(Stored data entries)
⁂

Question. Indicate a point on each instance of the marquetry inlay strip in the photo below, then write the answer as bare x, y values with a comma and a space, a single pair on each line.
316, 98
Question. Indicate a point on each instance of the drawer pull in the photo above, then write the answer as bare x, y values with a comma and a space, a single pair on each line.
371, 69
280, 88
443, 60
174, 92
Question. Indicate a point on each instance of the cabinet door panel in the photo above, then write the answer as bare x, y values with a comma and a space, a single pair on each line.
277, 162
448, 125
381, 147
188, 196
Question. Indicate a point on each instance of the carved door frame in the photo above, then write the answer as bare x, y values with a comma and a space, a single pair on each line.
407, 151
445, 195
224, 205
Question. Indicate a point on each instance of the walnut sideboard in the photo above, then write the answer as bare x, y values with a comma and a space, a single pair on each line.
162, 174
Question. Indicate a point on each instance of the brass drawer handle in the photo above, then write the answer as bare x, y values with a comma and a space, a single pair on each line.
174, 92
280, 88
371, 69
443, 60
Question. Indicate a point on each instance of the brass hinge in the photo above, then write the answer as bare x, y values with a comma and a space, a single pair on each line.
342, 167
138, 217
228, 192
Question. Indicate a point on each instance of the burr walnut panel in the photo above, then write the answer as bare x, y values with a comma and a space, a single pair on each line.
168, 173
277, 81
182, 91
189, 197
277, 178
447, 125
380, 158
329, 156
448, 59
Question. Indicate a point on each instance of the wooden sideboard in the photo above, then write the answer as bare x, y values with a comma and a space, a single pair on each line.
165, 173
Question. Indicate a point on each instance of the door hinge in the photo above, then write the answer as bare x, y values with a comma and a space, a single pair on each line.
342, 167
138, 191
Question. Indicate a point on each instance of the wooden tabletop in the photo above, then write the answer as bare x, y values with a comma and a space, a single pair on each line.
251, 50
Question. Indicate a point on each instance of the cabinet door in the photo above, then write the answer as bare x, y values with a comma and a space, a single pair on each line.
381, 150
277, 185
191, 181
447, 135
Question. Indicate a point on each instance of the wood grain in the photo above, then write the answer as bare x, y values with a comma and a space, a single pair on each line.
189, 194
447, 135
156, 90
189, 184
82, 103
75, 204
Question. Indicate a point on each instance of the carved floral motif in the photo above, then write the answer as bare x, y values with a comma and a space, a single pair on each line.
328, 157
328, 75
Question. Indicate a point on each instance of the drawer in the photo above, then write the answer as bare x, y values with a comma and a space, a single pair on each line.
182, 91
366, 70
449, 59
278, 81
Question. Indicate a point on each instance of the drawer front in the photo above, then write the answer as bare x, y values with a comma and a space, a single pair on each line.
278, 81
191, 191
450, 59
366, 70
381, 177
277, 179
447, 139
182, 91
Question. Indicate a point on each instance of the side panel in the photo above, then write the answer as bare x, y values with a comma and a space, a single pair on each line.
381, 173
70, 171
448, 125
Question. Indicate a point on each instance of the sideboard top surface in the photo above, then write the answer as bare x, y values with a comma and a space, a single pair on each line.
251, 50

⁂

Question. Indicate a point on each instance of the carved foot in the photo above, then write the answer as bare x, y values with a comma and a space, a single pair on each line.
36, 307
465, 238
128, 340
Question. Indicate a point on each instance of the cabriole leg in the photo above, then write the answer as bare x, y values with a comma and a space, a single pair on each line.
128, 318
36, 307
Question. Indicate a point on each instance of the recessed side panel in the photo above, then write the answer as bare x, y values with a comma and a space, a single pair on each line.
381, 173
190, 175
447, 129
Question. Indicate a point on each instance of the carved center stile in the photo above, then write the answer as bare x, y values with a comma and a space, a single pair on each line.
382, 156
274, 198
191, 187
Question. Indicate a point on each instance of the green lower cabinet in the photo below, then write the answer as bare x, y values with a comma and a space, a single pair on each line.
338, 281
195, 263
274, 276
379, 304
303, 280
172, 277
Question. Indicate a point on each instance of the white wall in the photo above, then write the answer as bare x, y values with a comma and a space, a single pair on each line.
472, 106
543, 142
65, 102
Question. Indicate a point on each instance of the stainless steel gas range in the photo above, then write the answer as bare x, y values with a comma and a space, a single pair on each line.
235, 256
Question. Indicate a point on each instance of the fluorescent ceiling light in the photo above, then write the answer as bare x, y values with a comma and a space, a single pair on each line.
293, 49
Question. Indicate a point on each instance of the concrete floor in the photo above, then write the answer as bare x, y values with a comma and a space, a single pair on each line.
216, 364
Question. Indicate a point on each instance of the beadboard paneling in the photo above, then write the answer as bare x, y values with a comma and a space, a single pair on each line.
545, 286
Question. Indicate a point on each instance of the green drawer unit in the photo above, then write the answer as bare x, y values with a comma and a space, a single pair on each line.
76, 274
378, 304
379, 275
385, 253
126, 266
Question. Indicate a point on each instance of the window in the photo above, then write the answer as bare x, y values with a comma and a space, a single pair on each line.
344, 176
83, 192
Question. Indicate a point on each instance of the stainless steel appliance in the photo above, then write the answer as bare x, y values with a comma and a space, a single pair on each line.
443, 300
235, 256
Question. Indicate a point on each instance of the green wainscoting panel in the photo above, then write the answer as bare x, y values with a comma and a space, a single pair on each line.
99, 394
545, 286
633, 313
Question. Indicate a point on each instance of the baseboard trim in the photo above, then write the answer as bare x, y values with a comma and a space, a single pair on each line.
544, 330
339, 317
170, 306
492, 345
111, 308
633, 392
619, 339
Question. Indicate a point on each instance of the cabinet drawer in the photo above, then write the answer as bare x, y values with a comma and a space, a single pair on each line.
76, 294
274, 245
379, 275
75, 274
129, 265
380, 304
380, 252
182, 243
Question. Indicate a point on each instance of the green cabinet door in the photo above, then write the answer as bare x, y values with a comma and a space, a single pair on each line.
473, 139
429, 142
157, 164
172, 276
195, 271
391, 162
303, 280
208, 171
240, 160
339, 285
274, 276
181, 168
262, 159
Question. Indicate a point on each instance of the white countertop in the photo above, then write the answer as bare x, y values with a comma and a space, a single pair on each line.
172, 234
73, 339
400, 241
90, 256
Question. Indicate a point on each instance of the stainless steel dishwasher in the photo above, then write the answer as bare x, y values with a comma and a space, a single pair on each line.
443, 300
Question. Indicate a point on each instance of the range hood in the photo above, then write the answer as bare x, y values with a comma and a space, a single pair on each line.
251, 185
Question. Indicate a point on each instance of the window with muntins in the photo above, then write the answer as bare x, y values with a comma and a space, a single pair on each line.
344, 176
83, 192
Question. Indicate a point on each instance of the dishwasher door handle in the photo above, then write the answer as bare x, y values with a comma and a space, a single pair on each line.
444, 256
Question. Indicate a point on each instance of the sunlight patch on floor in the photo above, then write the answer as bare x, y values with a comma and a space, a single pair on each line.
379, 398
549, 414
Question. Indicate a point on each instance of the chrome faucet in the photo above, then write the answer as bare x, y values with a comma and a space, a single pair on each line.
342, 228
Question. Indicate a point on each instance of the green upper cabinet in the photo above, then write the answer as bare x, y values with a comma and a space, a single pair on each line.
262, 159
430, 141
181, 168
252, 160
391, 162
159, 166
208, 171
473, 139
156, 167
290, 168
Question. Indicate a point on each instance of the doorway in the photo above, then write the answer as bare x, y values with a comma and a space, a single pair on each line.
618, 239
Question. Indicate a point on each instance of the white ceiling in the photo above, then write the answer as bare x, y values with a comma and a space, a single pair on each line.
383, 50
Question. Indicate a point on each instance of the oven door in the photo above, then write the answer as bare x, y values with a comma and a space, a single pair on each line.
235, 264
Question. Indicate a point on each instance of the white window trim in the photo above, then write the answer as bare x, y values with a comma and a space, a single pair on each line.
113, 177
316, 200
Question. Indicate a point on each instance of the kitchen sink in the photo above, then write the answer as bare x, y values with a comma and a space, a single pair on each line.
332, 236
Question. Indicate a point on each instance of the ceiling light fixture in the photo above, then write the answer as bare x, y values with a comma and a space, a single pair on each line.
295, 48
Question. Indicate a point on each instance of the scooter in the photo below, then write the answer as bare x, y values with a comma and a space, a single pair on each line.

⁂

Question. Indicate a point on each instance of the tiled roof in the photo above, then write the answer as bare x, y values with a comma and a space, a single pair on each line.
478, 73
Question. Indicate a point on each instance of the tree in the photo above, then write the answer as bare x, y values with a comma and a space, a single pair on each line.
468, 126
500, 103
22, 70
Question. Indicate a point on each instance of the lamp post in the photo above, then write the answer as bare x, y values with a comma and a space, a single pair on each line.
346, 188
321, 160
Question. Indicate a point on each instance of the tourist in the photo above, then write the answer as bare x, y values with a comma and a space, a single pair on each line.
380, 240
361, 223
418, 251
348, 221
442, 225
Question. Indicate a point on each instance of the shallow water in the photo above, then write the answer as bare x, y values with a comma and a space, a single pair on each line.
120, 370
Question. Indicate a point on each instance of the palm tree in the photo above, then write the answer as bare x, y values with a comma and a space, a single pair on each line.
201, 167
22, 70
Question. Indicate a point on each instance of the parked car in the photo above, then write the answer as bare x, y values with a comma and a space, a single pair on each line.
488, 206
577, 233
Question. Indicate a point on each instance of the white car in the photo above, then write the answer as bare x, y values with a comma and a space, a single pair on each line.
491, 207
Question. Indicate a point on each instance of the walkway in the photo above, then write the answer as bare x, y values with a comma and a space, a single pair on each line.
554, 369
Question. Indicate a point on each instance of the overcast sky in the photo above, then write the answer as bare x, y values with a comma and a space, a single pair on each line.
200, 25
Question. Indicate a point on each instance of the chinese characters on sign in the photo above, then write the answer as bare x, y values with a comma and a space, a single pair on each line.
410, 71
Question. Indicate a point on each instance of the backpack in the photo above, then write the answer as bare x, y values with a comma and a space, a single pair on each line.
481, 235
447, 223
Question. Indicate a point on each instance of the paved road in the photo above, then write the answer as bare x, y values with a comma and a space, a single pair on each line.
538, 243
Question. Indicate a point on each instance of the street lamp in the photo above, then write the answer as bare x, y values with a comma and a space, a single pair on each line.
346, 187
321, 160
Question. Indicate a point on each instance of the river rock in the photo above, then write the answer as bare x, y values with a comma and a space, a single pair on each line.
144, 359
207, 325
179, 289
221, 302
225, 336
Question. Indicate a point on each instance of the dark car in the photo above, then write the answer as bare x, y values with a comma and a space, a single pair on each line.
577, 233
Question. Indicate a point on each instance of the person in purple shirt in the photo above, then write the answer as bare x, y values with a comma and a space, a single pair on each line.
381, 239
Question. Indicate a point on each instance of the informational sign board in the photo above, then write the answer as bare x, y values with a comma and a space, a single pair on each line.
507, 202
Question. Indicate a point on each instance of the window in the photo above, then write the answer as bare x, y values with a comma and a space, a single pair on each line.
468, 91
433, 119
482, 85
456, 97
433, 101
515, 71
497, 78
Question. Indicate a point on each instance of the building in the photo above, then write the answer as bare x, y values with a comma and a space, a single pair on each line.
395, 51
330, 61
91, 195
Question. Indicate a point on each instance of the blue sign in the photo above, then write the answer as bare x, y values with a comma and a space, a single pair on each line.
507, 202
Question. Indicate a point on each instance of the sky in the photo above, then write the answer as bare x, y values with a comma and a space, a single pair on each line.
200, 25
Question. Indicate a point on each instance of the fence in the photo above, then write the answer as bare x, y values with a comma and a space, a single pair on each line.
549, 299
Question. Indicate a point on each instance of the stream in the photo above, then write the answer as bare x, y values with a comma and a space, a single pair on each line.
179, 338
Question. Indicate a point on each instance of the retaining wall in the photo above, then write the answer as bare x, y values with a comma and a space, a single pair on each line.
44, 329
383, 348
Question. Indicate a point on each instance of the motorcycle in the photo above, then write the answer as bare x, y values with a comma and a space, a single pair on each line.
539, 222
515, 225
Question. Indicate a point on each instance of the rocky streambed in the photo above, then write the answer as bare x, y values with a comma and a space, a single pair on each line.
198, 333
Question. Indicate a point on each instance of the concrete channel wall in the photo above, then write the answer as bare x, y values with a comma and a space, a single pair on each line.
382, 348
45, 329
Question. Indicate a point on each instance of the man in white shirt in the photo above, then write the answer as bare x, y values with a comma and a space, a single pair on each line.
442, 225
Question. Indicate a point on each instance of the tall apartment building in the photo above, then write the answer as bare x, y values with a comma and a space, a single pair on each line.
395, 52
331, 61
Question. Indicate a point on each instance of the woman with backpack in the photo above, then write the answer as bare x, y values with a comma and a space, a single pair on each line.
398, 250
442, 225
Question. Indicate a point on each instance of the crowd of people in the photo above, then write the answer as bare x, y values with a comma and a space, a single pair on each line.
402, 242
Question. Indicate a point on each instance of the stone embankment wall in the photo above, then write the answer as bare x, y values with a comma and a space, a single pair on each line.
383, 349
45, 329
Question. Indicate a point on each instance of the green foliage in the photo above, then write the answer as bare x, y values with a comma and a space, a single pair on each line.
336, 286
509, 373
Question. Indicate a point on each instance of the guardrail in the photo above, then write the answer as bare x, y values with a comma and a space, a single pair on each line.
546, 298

⁂

● Aim of the task:
Using the records above, set down exactly the lines from the one with "Question. Indicate a point on each instance of the kitchen" through the one with "Question. Indicate a point on each instance of the scooter", inclusive, and nothing more.

● Problem solution:
Question. Indicate a point on each instance of the kitchen sink in the photo above, then write the answer as bare x, y values with a comma and a space, a single pair on each line.
332, 236
Question. Indicate a point on each instance of the ceiling light fixture in the photo above, then write the answer as bare x, y values with a comma and a space, a single pair on each line.
295, 48
Question. Indicate a point on each instance of the scooter in the photo below, then write the answer as bare x, y values with a comma and a space, a single pair on each line.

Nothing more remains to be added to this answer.